- EXTRAIT DU DOCUMENT
==================================================

Une histoire à hauteur d’homme et de femme
La puissance du livre repose sur une documentation riche et variée, renouvelant un corpus d’archives déjà établi. L’historien a construit son récit minutieux grâce à des entretiens avec huit rescapé·es, mais aussi en ayant recours à des sources inédites (dossiers de police, registres d’hôpitaux, fonds privés inédits…) permettant de faire revivre le quotidien des victimes face à la persécution. Plus encore, Joly a réussi à rassembler des témoignages de policiers parisiens, jusque-là inconnus, après avoir dépouillé les 4 000 dossiers d’épuration administrative des agents de la Préfecture de police ayant eu à rendre des comptes à la Libération. Reposant sur toutes ces sources, Laurent Joly propose ainsi une “histoire à hauteur d’homme et de femme”, c’est-à dire une “histoire incarnée, au plus près des individus, persécutés comme persécuteurs, de leur état d’esprit, de leur vécu quotidien, de leurs marges de décision”. Une histoire “globale”, aussi, soucieuse de “restituer la multiplicité des points de vue, des destinées, attentive au contexte de la politique nazie et de la collaboration d’État”.

==================================================

- INFORMATIONS FOURNIES
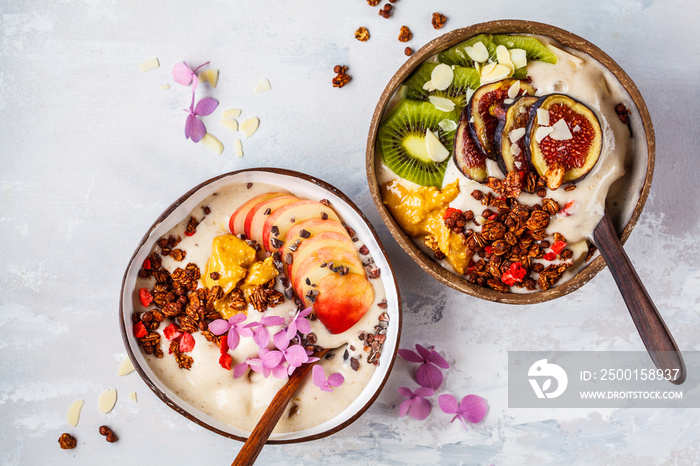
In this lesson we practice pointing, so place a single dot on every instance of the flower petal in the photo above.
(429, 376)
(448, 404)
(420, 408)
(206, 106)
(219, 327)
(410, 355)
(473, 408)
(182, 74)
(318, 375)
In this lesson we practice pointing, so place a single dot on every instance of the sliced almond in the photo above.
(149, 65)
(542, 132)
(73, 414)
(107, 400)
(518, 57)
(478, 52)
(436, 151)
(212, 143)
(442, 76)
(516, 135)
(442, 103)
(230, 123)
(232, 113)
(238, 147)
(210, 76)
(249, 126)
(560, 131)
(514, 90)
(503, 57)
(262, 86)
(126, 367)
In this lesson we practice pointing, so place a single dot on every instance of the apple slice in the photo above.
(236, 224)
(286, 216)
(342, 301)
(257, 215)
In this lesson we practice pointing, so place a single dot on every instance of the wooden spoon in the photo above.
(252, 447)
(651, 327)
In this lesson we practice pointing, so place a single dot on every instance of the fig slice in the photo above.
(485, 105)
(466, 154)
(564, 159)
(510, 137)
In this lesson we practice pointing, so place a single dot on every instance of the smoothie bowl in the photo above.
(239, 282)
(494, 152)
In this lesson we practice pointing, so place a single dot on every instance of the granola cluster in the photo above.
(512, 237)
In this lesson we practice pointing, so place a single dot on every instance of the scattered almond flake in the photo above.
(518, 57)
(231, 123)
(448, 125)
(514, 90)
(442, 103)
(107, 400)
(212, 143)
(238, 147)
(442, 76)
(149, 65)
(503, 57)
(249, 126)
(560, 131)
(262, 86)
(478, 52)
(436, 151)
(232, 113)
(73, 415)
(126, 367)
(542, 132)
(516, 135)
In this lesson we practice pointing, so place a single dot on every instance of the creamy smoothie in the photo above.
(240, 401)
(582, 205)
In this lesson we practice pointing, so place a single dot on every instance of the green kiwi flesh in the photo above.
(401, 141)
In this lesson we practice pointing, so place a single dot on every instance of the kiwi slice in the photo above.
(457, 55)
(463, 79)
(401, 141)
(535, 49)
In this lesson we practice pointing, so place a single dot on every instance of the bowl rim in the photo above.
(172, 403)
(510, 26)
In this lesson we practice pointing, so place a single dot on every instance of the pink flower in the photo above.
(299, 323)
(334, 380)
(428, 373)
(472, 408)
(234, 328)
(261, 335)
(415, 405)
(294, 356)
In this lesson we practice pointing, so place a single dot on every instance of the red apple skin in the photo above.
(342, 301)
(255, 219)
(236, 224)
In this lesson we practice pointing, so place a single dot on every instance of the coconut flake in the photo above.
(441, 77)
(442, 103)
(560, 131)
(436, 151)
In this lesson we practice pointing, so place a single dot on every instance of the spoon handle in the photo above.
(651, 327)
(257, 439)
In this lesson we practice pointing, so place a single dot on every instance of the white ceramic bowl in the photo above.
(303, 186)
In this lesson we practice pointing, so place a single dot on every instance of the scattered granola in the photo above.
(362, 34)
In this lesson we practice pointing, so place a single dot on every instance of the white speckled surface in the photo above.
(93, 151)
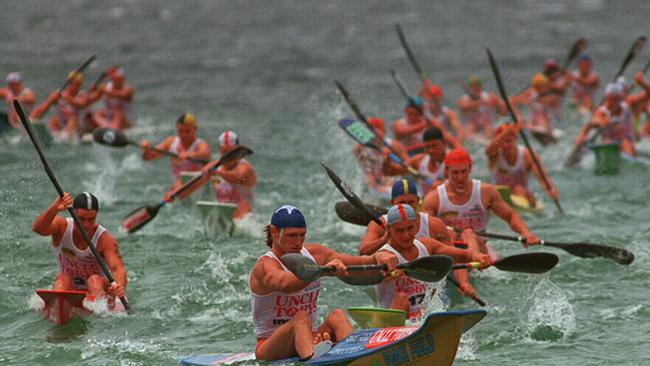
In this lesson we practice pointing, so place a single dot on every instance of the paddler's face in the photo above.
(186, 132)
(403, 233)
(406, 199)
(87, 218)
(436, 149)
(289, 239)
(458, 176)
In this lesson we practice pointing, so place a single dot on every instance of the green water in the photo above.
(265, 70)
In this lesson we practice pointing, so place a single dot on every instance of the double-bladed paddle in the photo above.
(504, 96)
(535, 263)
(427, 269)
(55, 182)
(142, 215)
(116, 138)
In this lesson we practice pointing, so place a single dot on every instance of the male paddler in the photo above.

==================================================

Continuez, s'il vous plaît, le texte sur le livre de Laurent Joly à la suite de sa dernière phrase.

Dans cet entrelacement continu d’une analyse dévoilant la logistique policière et politique et d’une dimension intime, illustrée par des paroles de victimes, le livre touche à un point d’équilibre bouleversant. Sans cesse, les mots déchirants de jeunes gens aux portes de la mort viennent percuter la froideur ignoble de ceux qui la préparent. Comme ceux de cette Polonaise de 20 ans Rachel Polakiewicz, arrêtée rue Vieille-du-Temple avec ses parents, qui écrit à sa voisine : “je vous assure qu’on croit rêver, ce n’est pas possible qu’une chose aussi horrible nous est arrivée et pourtant, c’est la triste vérité. On entend de temps en temps des cris de femmes, ça nous donne la chair de poule”. Le jour même, ce 17 juillet, Heinrich Himmler, visitant le complexe d’Auschwitz-Birkenau, assiste, “transporté de bonheur” au gazage d’un convoi de Juifs hollandais, alors que les fours crématoires sont en cours de construction. “La prophétie du Führer peut s’accomplir”.
L’acte “irréparable” de la rafle du Vel d’Hiv fut bien de l’avoir servie avec un zèle inouï, dont Laurent Joly saisit au plus près l’effroi qu’il continue de susciter, 80 ans plus tard.
Laurent Joly, La rafle du Vel d’Hiv (Grasset) 388 p, 24 euros. En librairie.